EXERCISE GOAL
In the tribute to Rush Limbaugh, what did the writer's aunt record and send on tapes?

PASSAGE
————————

When we get older, we get constant reminders of how things used to be and the things that shaped us as we became young adults and began to raise families. We get reminded of constants that we thought were always going to be there that we suddenly find gone.
I first became aware of Rush Limbaugh when I was about fifteen years old. I was spending the summer with an aunt and uncle in Idaho, and would long amount of time in the car in between Boise and where they lived. Sometimes, the only radio station you would get at a given moment would be one playing Rush’s radio show. His way of explaining things in a manner that gave you what you needed to hear, not what you wanted to hear all of the time, and in an entertaining manner definitely helped me figure out some of the issues of the day.
Years later, I hadn’t heard the show in ages due to not being able to find it when I wasn’t at school. Then I joined the military after high school and within a couple of years, I found myself bobbing up and down on a massive ship, thousands of miles away from home. Every radio station you could get, if you were close enough, was in another language.
I got an email one day from that same aunt I spent the summer with asking if there was anything I wanted to send special. I said to her a tape of Rush Limbaugh’s show would be nice. She took an entire week’s worth of shows, recorded them, cut out the commercials, and put them on tapes for me. It was a morale booster that I didn’t know I needed. Just hearing something that sounded like it came from back home was a shot in the arm.
So Rush, from that 20-year-old kid back then, and the 40-year-old man writing this now….thanks for all of it.
Rush Limbaugh, the monumentally influential media icon who transformed talk radio and politics in his decades behind the microphone, helping shape the modern-day Republican Party, died Wednesday morning at the age of 70 after a battle with lung cancer, his family announced.
Limbaugh’s wife, Kathryn, made the announcement on his radio show. “Losing a loved one is terribly difficult, even more so when that loved one is larger than life,” she said. “Rush will forever be the greatest of all time.”

————————

EXTRACTED MATERIAL
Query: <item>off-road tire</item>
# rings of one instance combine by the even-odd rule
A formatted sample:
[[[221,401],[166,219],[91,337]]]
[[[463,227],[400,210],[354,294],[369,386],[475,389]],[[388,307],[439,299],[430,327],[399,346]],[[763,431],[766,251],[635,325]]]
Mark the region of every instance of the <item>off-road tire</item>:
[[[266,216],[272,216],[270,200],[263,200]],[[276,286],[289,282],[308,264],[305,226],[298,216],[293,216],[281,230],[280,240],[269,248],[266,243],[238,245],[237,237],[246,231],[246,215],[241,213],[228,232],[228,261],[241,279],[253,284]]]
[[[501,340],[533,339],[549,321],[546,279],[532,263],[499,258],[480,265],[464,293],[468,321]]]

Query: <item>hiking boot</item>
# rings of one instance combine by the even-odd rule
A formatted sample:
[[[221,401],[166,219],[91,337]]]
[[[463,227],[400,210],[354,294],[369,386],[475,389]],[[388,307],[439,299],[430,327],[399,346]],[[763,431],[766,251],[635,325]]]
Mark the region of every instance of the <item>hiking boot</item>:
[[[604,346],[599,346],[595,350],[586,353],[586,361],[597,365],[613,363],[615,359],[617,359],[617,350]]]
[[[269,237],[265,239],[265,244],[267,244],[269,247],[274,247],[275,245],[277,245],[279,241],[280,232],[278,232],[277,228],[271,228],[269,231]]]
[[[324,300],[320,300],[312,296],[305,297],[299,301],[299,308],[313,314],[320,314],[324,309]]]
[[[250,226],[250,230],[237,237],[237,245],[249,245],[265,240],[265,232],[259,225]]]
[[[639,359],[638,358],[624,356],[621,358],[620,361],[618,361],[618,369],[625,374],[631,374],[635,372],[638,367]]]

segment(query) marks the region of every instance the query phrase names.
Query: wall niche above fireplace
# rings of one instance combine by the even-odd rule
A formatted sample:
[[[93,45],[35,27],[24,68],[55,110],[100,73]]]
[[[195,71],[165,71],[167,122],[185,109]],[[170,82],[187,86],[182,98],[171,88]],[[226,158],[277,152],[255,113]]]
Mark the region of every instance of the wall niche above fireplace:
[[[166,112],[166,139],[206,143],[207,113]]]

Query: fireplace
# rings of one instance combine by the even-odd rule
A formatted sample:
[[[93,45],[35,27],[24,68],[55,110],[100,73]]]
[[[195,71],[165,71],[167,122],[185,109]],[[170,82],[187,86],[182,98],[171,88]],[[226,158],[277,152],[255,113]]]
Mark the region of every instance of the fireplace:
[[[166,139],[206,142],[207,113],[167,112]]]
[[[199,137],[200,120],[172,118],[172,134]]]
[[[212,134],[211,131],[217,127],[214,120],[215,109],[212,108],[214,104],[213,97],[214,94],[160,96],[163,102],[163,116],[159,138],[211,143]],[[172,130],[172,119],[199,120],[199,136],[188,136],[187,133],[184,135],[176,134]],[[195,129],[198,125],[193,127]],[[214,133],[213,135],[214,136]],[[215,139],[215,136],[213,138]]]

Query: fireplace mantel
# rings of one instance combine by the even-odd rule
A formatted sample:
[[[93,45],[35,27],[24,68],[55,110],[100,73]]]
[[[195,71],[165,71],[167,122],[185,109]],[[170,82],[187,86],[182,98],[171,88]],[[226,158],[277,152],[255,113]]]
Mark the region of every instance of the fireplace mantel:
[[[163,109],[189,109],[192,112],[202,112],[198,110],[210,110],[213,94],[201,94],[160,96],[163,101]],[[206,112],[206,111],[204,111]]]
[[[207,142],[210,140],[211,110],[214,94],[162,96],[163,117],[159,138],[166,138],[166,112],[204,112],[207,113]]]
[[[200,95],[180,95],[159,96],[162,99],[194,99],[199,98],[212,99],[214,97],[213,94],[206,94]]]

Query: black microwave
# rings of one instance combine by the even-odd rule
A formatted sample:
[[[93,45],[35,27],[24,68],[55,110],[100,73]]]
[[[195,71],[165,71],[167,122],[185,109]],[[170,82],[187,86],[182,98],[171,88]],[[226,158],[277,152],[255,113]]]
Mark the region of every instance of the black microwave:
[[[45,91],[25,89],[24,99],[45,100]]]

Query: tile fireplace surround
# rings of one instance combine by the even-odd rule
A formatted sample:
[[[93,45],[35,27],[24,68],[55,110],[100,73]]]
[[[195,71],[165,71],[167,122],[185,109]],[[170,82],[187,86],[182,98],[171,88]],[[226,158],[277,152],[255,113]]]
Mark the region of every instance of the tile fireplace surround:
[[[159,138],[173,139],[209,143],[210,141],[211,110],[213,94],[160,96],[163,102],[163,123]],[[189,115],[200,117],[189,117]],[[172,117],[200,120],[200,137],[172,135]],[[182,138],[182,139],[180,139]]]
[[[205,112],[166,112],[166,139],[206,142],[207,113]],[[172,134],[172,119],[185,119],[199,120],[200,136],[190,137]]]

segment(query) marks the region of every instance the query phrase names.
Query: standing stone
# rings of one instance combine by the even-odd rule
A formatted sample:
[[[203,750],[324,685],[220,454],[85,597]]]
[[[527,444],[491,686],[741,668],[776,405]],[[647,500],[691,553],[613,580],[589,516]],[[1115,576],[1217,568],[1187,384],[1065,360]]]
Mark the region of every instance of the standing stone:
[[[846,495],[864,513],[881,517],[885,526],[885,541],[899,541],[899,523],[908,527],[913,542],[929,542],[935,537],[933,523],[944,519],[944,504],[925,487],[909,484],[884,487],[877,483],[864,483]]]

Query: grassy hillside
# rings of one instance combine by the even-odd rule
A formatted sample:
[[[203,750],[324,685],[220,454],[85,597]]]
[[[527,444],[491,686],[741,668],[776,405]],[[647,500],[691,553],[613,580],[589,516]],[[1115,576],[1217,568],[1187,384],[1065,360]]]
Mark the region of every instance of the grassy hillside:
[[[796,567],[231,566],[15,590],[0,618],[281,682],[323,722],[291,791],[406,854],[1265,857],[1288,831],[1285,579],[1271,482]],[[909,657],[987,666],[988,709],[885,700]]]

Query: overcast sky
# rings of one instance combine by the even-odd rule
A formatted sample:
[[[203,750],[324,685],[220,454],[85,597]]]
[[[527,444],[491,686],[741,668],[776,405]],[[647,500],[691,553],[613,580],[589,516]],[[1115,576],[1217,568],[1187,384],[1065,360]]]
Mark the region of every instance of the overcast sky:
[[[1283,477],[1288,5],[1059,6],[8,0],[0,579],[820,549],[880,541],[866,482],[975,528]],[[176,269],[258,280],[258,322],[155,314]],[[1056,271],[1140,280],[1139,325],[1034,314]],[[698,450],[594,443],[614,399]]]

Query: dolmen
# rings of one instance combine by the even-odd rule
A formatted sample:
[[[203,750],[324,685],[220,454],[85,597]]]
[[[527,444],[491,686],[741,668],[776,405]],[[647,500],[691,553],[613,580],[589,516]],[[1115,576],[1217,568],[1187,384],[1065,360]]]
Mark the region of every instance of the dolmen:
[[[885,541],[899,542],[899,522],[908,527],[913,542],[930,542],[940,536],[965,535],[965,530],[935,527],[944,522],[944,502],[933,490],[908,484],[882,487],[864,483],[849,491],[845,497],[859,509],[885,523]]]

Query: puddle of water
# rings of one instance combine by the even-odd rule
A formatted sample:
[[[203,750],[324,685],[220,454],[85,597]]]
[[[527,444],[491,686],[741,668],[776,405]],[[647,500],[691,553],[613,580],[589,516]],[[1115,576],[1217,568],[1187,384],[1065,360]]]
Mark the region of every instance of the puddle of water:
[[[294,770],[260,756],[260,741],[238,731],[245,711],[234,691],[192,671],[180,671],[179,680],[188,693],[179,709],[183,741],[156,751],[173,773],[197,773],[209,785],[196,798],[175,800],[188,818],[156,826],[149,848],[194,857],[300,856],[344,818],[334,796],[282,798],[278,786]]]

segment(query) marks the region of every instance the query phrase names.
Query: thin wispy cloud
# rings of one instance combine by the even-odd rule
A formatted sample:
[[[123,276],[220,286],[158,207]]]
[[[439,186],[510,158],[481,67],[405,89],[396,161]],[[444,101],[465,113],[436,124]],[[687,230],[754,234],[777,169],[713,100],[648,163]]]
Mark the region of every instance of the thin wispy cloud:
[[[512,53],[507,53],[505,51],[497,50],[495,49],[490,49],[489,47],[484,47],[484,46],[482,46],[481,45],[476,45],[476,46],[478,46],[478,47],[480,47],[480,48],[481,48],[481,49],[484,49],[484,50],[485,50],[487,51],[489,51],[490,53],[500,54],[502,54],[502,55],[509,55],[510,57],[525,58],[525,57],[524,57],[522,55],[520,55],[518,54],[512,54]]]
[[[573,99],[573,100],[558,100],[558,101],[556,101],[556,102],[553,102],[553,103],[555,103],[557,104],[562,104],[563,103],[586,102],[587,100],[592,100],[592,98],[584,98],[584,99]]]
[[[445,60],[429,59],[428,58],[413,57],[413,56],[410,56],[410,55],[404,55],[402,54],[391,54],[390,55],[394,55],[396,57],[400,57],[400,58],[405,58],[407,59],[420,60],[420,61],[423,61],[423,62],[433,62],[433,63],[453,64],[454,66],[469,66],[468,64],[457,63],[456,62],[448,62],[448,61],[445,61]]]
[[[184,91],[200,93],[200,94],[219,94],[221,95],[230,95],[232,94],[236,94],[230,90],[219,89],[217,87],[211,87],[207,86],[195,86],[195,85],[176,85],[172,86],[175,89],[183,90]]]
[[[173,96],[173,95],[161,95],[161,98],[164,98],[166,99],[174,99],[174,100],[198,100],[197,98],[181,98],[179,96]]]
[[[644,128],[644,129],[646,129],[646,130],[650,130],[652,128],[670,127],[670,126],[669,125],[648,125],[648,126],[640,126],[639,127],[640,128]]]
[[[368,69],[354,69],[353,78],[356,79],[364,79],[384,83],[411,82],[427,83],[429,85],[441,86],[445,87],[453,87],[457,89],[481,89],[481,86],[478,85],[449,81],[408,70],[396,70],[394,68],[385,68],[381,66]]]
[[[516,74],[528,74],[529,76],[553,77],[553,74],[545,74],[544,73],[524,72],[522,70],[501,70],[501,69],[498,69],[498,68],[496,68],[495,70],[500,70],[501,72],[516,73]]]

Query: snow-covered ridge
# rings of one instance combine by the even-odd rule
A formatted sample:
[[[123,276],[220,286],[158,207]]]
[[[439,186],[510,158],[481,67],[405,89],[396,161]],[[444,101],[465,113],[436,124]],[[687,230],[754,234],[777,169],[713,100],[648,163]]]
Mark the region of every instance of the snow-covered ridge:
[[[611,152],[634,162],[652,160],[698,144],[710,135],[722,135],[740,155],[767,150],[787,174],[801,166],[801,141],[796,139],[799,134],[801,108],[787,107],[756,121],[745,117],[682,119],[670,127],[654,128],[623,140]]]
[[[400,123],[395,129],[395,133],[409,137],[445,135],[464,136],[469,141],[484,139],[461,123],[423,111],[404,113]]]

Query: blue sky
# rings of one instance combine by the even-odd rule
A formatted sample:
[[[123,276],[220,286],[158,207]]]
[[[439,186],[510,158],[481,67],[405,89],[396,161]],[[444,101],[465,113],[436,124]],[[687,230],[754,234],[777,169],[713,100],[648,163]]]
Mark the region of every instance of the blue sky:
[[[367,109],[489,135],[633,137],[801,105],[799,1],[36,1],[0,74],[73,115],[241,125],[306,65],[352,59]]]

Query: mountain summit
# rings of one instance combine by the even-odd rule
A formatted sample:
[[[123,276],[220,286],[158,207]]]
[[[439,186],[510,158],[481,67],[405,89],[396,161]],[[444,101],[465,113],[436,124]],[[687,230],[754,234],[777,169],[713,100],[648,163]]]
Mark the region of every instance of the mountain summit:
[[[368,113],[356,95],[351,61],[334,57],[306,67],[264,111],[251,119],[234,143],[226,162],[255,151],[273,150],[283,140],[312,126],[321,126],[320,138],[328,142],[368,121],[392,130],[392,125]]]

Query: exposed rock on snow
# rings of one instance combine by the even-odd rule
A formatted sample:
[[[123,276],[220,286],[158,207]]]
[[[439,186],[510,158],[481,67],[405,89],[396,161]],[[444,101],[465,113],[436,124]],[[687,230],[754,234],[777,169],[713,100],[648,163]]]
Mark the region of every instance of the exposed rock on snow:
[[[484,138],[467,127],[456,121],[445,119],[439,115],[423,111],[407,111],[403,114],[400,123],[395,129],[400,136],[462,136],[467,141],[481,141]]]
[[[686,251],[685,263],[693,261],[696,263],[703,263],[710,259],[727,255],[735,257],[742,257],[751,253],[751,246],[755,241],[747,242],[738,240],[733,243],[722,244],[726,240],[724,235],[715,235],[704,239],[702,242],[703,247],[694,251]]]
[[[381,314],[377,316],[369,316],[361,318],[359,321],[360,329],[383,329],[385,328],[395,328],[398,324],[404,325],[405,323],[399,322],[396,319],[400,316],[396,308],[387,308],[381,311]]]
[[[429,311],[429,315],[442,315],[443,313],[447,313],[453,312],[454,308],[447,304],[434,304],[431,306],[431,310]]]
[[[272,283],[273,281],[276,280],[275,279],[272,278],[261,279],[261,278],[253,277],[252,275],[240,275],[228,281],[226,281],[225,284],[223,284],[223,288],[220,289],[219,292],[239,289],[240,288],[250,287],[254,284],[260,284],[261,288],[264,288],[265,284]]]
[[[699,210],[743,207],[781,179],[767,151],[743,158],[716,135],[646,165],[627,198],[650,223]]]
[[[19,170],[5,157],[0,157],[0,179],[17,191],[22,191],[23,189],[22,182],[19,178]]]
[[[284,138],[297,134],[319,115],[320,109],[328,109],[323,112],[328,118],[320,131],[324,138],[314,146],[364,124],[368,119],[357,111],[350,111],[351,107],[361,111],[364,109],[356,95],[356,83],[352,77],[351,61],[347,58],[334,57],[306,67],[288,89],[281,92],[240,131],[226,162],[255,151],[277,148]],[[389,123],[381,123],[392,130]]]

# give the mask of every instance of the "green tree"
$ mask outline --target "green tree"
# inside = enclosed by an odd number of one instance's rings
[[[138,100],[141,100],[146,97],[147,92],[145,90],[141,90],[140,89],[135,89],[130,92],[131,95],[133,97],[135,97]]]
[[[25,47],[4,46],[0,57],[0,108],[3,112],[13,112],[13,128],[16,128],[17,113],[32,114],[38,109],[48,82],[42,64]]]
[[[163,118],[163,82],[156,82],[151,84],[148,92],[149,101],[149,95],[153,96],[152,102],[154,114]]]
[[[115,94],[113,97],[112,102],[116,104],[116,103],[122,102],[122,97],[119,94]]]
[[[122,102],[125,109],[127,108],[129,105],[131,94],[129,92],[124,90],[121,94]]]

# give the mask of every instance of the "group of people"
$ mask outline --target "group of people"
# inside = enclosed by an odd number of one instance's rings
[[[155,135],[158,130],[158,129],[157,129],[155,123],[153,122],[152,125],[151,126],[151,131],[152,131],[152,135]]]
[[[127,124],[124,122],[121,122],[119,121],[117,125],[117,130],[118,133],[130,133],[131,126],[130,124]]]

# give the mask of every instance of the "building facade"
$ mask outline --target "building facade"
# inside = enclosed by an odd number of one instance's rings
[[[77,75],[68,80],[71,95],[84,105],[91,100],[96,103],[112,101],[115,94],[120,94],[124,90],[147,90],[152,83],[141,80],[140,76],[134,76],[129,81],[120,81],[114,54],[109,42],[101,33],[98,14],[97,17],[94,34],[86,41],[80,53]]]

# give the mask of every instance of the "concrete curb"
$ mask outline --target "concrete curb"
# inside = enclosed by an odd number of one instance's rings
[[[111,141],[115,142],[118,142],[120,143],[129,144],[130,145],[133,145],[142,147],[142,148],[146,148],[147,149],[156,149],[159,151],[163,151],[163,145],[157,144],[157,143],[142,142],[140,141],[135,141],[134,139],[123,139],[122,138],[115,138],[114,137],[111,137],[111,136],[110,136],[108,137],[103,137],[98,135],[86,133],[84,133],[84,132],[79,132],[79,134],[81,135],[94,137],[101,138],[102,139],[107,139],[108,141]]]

————————

WRITTEN SOLUTION
An entire week's worth of Rush Limbaugh's shows, with the commercials cut out.